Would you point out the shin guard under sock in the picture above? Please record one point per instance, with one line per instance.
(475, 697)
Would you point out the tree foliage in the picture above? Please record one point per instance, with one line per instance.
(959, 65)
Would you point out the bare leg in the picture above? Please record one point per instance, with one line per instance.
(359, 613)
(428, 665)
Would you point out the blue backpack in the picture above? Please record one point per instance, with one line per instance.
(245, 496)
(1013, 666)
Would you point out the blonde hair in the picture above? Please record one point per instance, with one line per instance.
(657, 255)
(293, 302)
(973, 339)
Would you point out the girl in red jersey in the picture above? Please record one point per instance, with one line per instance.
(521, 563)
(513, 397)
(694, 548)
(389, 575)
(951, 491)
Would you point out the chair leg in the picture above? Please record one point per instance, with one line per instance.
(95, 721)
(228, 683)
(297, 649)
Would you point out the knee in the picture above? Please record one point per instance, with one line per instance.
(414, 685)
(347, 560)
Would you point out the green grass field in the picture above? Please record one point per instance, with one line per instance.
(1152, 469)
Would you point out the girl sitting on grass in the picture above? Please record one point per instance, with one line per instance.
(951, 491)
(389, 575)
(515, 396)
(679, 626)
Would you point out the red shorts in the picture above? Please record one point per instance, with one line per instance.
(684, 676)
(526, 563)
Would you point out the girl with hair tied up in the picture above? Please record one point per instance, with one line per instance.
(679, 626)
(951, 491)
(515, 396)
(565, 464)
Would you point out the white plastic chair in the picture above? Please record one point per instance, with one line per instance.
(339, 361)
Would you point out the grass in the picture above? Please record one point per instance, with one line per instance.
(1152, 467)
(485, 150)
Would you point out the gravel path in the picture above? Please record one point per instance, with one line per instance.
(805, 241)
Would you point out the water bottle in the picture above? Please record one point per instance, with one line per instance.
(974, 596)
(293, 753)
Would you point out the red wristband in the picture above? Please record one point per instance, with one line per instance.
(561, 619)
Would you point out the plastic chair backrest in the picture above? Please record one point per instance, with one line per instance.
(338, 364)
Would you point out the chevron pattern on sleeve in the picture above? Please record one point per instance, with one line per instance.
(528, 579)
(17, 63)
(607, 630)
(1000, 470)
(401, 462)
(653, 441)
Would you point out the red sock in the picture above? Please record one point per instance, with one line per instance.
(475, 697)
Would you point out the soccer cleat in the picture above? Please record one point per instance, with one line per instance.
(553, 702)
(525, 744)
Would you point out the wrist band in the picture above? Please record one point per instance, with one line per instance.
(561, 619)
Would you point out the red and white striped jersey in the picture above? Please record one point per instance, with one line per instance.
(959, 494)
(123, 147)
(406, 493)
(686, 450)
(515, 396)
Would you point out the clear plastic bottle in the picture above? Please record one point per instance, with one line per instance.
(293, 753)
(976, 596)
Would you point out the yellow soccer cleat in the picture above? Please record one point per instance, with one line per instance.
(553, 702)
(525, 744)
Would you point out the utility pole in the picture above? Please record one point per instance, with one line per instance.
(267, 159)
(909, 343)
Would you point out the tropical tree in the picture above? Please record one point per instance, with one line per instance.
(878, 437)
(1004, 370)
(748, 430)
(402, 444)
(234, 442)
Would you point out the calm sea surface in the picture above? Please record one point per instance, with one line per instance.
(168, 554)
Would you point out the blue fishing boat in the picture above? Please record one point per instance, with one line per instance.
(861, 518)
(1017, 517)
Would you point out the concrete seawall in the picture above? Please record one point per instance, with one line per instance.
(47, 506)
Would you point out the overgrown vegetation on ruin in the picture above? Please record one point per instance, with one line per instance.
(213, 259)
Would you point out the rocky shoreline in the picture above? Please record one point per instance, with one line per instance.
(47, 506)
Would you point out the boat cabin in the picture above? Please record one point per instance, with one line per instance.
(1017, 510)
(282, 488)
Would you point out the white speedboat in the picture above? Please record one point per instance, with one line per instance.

> [WHAT IS NEEDED]:
Your task is to transcribe the material exactly.

> [TASK OUTPUT]:
Would you point out the shin guard under sock in the picture above? Please record one point per instance, with one line per instance.
(475, 697)
Would you point out the tree foliage in the picture above? Please record one point per instance, with one line per instance.
(959, 65)
Would you point out the bare leg in the picture above? Please record one point per instance, with one line per instance.
(359, 613)
(428, 665)
Would you point out the blue backpack in the picture above? Please record one point per instance, with one line per instance.
(245, 496)
(1013, 666)
Would you point out the blonde hair in the picture above? Please record one point per instance, with one line per instance.
(657, 255)
(293, 302)
(973, 339)
Would you point out the girl in red jersey in the picture above? Please record one point per instance, with one line per instance.
(521, 563)
(513, 397)
(694, 548)
(389, 575)
(951, 491)
Would you point out the chair leg in the picture above? Please record one point per instance, with one line per instance.
(95, 721)
(228, 683)
(297, 649)
Would you point out the knee in the picture above? Please record one point per instance, with one line per instance.
(414, 685)
(347, 560)
Would you point out the green grass field in the picture above? Please record one point per instance, with one line per instance.
(1152, 469)
Would you point out the girl sitting on grass in the picture above? Please record one point per instance, with one line per instance.
(951, 491)
(389, 575)
(515, 396)
(679, 626)
Would you point out the red shorts in the picture above? Please record one point per instance, with one line per instance.
(684, 676)
(526, 563)
Would you point out the girl with hair tied up in the picture above? Please record one point per instance, with one line per instance.
(679, 626)
(951, 491)
(515, 396)
(565, 464)
Would you point out the white plastic chair in the picture above? Please record one point per instance, with one line per instance.
(339, 361)
Would you point out the grass in the picture above? Please record one point per instance, with one line per instance.
(1152, 467)
(485, 150)
Would you point out the gravel path in the picture above? Please record one point per instance, with one line per instance.
(805, 241)
Would you point out the water bottle in the picture above? Please record one point per instance, with one line per instance.
(974, 596)
(293, 753)
Would you point out the red wristband in the picture above? Please record one point per instance, with one line per instance.
(561, 619)
Would you point out the plastic chair backrest in the picture above? Please record one point per instance, with one line per instance.
(338, 364)
Would you point out the chevron pattern on sleeve in the picture above? Please record one point per instance, with one line per instance.
(528, 579)
(17, 63)
(607, 630)
(1000, 470)
(401, 462)
(653, 441)
Would you point out the red sock in the picture above? Please record one point per instance, with one line per instance.
(475, 697)
Would you point out the soccer cleat in the picture above? Please record one point per instance, with one line per instance.
(553, 702)
(525, 744)
Would you point out the wrist band in the picture above? Please record one point per instance, with one line per instance.
(561, 619)
Would you point out the red and white striped jersey in the picture above? Please record one point per instance, with one line per instance.
(959, 494)
(123, 147)
(406, 493)
(686, 450)
(515, 396)
Would you point out the clear plastic bottle in the picture above? Please record one point per instance, with one line per instance.
(293, 753)
(976, 596)
Would you point out the yellow soccer cleat in the picture above? Please record one point per instance, with one line per instance.
(553, 702)
(525, 744)
Would you point out the utility pole in the picture above? Please record one point per instance, with one line per instance.
(267, 159)
(909, 343)
Would you point out the tropical tree in the picture above? Please record one point per instance, with one line per instance.
(878, 437)
(1004, 370)
(748, 430)
(402, 444)
(234, 442)
Would you point out the calm sea surface in the picture above? Please record one point per instance, with one line per instance.
(168, 554)
Would you point out the blue fishing boat in the picture above? Please record one point per instance, with one line per instance.
(861, 518)
(1017, 517)
Would you point out the concrete seawall in the picture above? Please record one point per instance, with one line per instance.
(47, 506)
Would you point out the overgrown vegetation on ruin in the picture above? Please record one point per instance, with one line per instance.
(213, 259)
Would you point out the rocky shoreline in the picture above? Please record one point per instance, with one line per instance.
(47, 506)
Would you point out the boat cabin in the picture above? Please record one point per instance, with one line per instance.
(1017, 510)
(282, 488)
Would you point out the white speedboat in the picture above? Please record one point per instance, with one line per instance.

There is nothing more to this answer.